PROBLEMS
a) List every hardware component that the hardware reflection poses a question about as a possible choice for the quadruped manipulator system.
b) Rewrite the part of the hardware reflection starting with "During the development" and going on through "quadruped manipulator system.", with "quadruped manipulator" changed to "legged manipulator".
c) Extend the hardware reflection, picking up right after its final sentence.

SUPPLIED PASSAGE
====

During the development of our hardware system, we encountered many unexpected twist and turns. Here, we reflect on our hardware system, with the hope that it can help others in making hardware/systems design choices in building a quadruped manipulator system.
- Is Go2 a good choice for the base?
- Is ARX5 a good choice for the arm?
- Is iPhone a good visual-inertial odometer (VIO)?
- Is GoPro a good choice for data collection and policy deployment?
We also encourage more researchers to share your experience with the robotics community.
In general, Go2 is robust, cheap and lightweight. Its hardware never break during our experiments. The only problem is that, after mounting a robot arm onto it and letting our controller stand for a while, the motors quickly heat up and trigger the emergency stop (the LED on Go2's turns red and we have to restart the entire robot). We use ice packs to cool it down before our next experiment. This is more frequent (5~10min) if the trained controller does not optimize the torque usage of its front legs. Although in the final evaluations, we trained controllers that can keep standing for more than 30 minutes, we still expect a better robot dog that has higher payload than Go2.

====

RECORDED DATA

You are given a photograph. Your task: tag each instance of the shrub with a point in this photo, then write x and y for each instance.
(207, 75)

====

RESPONSES FOR EACH TASK
a) Go2, ARX5, iPhone, GoPro

b)
During the development of our hardware system, we encountered many unexpected twist and turns. Here, we reflect on our hardware system, with the hope that it can help others in making hardware/systems design choices in building a legged manipulator system.

c)
Since B2 is too big and heavy, a intermediate size like A1 or AlienGo is more ideal. We used AlienGo in the beginning but the hardware frequently broke (which took us 3 weeks waiting for the motor replacement every time). This is probably because the AlienGo model is too old (released in 2019) and the motors are not well protected. We would recommend a new generation of AlienGo or A1 from Unitree for future projects.
Update: Our Go2 broke when I was writing this documentation. There were no direct causes but the controller board inside Go2 (the mini PC that runs the low level communication, not the Jetson) cannot connect to any motors. We are waiting for the replacement thus the diffusion policy codebase is not ready for release yet.
We use ARX5 because its weight (3.4kg), reach range (620mm) and payload (1.5kg) fits our project well. To mount GoPro and fin-ray gripper on the end-effector, servo-based arms like ViperX may not provide enough payload (750g). On the other hand, Unitree Z1 (5kg) is too heavy to mount on Go2 and the gripper is not customizable for the UMI setup. Since ARX5 uses planetary gear motors, the precision is not as high as harmonic drive arms (e.g. UR5, Z1), but it is not a bottleneck for a mobile robot with a shakier base. We are grateful to ARX Technology for providing us the ARX5 arm.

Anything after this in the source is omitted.